Print every line of the listing below word for word, with nothing changed.

• [TASK INPUTS]:
● ● ●

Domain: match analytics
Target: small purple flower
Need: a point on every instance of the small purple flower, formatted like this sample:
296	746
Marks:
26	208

● ● ●

• [TASK OUTPUT]:
Domain: match analytics
Target: small purple flower
Need: a point on every instance of the small purple flower, formatted like this sample:
296	746
Marks:
26	208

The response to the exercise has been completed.